==== RECORDS FOR THE EXERCISE ====
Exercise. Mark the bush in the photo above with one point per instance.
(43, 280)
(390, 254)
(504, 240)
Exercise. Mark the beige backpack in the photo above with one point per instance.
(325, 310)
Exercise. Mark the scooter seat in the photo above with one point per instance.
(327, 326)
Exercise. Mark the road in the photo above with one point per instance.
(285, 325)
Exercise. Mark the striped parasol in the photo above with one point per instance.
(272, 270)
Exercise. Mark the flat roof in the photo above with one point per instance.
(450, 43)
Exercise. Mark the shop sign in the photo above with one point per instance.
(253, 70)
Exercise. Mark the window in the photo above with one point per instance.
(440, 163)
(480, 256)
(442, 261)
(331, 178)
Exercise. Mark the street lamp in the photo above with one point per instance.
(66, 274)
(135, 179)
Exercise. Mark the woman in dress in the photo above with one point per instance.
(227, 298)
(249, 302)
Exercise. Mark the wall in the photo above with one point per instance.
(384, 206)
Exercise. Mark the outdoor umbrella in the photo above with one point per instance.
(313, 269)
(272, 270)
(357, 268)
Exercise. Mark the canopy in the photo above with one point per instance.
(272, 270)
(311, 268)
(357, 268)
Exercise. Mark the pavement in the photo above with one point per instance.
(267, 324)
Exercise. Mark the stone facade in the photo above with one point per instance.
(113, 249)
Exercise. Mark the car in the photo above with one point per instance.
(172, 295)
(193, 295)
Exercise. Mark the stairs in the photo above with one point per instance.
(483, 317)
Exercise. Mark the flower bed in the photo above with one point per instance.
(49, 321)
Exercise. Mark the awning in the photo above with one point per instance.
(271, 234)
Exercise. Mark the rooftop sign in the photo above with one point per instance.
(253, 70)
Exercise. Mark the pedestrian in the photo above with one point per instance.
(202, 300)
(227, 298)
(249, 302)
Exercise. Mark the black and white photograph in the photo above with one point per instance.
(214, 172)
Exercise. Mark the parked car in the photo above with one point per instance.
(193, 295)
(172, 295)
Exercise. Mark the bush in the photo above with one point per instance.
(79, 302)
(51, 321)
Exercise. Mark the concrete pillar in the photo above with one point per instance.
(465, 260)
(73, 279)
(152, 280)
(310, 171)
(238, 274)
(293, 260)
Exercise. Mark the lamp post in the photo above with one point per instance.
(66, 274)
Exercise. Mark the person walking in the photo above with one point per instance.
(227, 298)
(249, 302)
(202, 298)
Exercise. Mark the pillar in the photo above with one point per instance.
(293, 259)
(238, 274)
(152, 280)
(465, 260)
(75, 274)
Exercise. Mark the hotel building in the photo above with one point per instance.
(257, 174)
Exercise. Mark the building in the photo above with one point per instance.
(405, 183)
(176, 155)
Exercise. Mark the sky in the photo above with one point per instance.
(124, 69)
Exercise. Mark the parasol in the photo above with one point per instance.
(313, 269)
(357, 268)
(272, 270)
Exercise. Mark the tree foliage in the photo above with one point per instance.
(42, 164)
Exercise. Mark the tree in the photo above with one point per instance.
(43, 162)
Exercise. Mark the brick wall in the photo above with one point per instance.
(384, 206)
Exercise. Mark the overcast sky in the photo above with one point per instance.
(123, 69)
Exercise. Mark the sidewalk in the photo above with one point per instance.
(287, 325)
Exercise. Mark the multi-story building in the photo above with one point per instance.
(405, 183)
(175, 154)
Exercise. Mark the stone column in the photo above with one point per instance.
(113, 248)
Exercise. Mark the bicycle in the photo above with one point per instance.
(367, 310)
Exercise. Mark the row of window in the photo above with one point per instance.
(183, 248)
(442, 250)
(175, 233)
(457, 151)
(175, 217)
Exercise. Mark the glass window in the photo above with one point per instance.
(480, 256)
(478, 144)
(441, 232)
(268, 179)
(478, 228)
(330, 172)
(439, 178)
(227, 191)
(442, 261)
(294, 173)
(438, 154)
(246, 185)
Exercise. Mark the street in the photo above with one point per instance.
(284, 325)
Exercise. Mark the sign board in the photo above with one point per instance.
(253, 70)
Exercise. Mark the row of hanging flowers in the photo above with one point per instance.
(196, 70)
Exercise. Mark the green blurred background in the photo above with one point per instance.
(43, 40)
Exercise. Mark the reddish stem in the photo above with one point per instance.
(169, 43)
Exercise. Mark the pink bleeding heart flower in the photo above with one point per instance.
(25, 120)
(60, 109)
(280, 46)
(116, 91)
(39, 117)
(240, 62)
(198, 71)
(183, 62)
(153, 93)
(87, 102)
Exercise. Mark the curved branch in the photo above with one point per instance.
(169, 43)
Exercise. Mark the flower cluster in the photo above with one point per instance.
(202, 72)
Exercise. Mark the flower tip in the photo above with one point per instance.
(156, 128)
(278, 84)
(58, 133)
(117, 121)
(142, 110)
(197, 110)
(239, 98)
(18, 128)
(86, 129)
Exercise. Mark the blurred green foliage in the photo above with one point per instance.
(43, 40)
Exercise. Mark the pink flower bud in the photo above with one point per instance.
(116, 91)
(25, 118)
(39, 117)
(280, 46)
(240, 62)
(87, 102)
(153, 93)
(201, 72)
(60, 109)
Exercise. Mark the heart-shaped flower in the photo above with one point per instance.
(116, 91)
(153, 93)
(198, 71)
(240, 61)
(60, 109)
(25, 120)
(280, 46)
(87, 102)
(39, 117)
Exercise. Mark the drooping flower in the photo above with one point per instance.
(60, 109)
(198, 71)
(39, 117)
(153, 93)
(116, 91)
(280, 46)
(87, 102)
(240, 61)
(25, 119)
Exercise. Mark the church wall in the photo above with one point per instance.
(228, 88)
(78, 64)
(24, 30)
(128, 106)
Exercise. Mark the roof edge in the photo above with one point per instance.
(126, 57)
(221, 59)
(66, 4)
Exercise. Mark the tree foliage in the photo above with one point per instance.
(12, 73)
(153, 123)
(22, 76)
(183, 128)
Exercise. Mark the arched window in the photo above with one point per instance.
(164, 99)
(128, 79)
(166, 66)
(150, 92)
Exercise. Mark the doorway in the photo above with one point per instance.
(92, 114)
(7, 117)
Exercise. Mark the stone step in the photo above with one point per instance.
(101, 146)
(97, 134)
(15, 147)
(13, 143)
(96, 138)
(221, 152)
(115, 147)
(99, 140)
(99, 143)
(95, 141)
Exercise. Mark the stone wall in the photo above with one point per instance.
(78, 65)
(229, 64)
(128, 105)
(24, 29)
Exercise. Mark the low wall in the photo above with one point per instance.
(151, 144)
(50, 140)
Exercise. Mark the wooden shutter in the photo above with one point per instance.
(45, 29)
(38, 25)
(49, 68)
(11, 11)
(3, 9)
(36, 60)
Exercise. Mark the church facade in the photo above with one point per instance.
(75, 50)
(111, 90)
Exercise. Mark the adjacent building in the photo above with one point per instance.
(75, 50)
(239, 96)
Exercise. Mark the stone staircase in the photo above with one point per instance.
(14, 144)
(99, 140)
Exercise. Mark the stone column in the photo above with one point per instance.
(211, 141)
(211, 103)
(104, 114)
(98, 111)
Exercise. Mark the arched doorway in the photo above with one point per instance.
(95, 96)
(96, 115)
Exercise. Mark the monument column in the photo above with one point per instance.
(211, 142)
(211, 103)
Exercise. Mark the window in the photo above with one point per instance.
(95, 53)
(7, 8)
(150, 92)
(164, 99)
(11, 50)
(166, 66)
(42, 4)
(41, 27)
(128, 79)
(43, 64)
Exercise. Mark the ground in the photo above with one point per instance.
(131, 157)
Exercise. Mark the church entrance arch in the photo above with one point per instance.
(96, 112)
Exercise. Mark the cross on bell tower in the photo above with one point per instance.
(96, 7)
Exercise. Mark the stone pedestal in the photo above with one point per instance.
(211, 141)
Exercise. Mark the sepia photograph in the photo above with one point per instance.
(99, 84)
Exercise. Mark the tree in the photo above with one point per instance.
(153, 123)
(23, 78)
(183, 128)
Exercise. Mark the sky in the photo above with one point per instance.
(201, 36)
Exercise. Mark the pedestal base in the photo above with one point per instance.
====
- THE PROBLEM: Your task is to set down exactly the lines from the line containing "Exercise. Mark the cross" to the end of the data above, including both ends.

- SOLVED EXERCISE:
Exercise. Mark the cross on bell tower in the photo above with one point per instance.
(96, 7)
Exercise. Mark the stone pedestal in the photo above with one point per instance.
(211, 141)
Exercise. Mark the sepia photograph in the photo above with one point per instance.
(99, 84)
Exercise. Mark the tree in the photo above with one point per instance.
(153, 123)
(23, 78)
(183, 128)
Exercise. Mark the sky in the photo above with one point per instance.
(201, 36)
Exercise. Mark the pedestal base in the photo above with one point per instance.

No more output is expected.